__Items__:
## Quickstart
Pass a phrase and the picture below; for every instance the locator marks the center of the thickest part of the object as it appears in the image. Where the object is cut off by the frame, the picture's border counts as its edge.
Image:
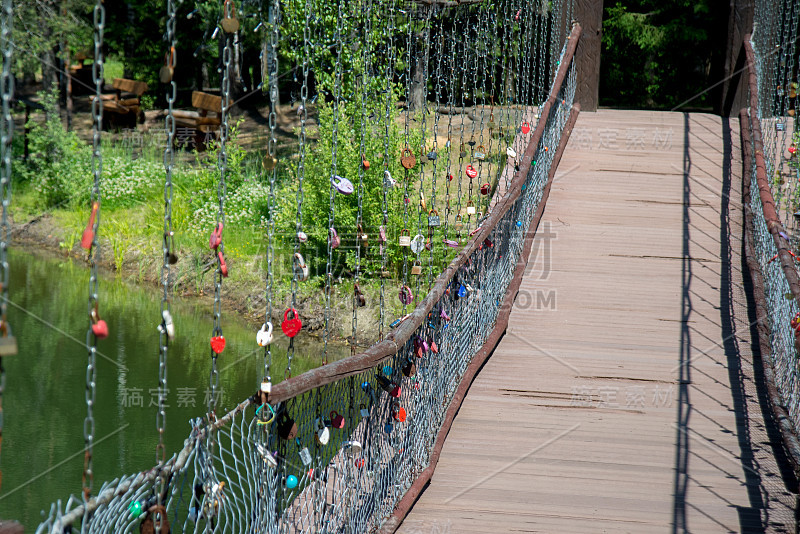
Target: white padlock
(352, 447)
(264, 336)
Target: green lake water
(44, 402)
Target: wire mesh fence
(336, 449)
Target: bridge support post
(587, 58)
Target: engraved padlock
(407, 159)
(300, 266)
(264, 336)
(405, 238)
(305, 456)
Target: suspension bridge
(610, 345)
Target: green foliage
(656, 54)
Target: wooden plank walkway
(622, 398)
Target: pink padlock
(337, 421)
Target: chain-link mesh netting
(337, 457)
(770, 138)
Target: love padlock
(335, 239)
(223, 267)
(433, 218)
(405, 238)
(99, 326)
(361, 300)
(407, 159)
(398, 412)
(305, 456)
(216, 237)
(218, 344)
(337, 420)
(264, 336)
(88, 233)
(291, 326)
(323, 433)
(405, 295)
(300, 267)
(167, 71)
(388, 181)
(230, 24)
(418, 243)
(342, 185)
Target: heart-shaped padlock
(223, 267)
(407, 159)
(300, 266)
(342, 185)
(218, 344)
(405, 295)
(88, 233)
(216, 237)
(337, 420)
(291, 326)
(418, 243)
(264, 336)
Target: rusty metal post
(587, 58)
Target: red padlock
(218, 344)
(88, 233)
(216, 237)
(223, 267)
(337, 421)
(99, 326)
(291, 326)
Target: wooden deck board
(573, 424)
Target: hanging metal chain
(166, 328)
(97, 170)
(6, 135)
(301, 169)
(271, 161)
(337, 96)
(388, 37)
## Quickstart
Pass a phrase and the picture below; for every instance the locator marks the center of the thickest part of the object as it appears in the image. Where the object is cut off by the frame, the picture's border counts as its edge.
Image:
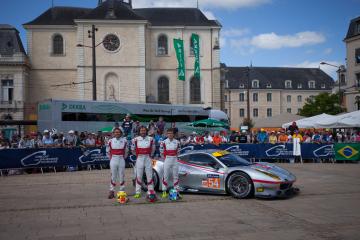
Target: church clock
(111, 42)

* * *

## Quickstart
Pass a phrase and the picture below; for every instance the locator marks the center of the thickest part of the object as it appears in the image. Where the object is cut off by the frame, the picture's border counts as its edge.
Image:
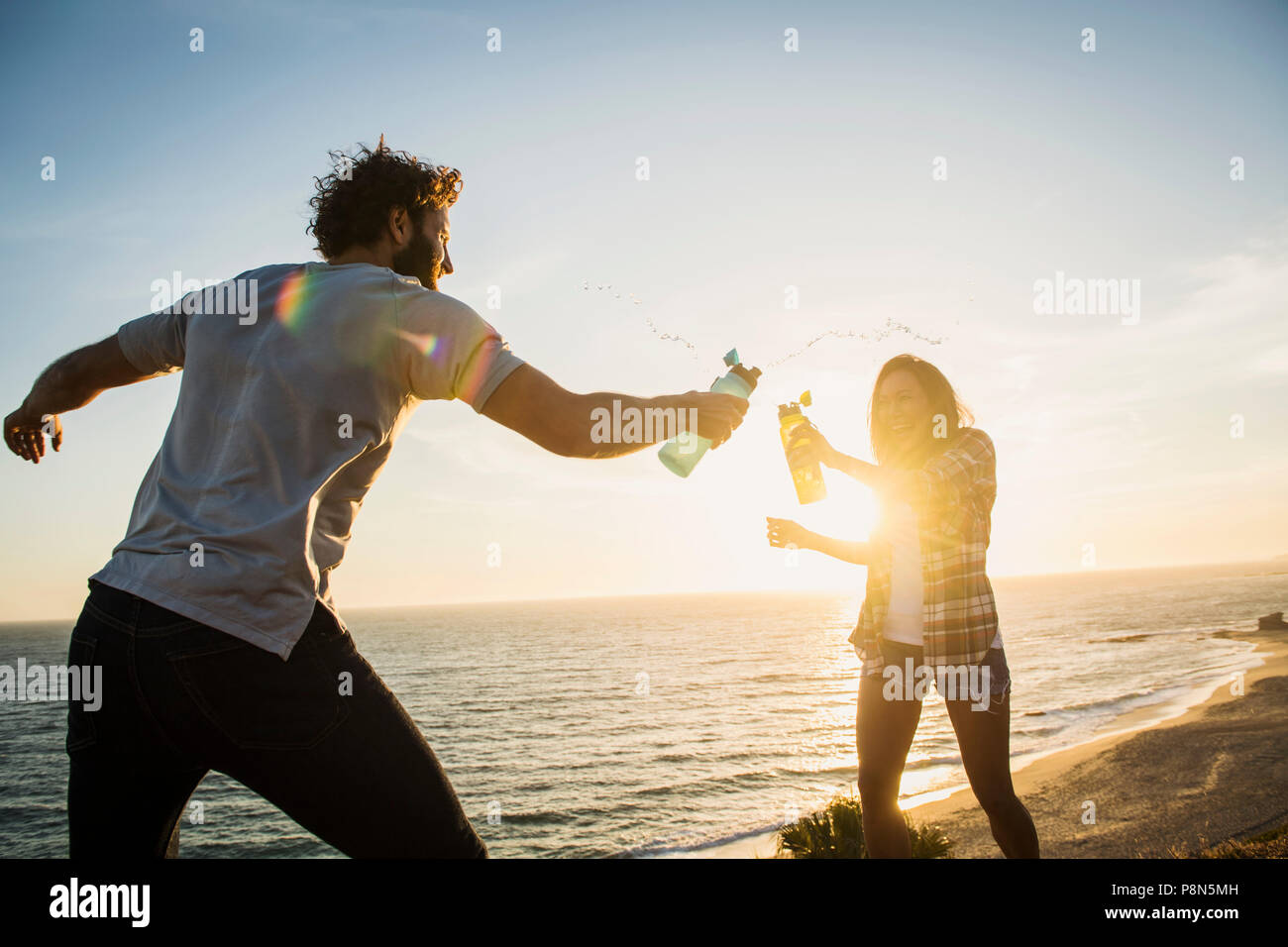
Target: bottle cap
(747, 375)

...

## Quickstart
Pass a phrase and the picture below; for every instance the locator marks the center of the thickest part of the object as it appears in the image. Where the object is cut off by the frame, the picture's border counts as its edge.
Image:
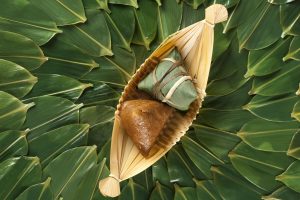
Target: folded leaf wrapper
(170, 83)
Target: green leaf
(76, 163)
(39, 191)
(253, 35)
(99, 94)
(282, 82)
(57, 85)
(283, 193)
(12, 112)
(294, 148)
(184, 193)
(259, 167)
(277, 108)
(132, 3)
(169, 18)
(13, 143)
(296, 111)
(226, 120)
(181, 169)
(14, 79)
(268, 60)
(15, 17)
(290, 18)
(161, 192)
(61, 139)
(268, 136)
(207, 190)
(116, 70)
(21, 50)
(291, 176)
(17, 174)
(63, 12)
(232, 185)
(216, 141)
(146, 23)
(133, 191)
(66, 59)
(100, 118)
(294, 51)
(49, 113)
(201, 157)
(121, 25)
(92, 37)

__Exercise task__: Pull every line from the listing above that contains the string "chain", and copy each one unchanged.

__The answer__:
Target: chain-link mesh netting
Target: hanging metal chain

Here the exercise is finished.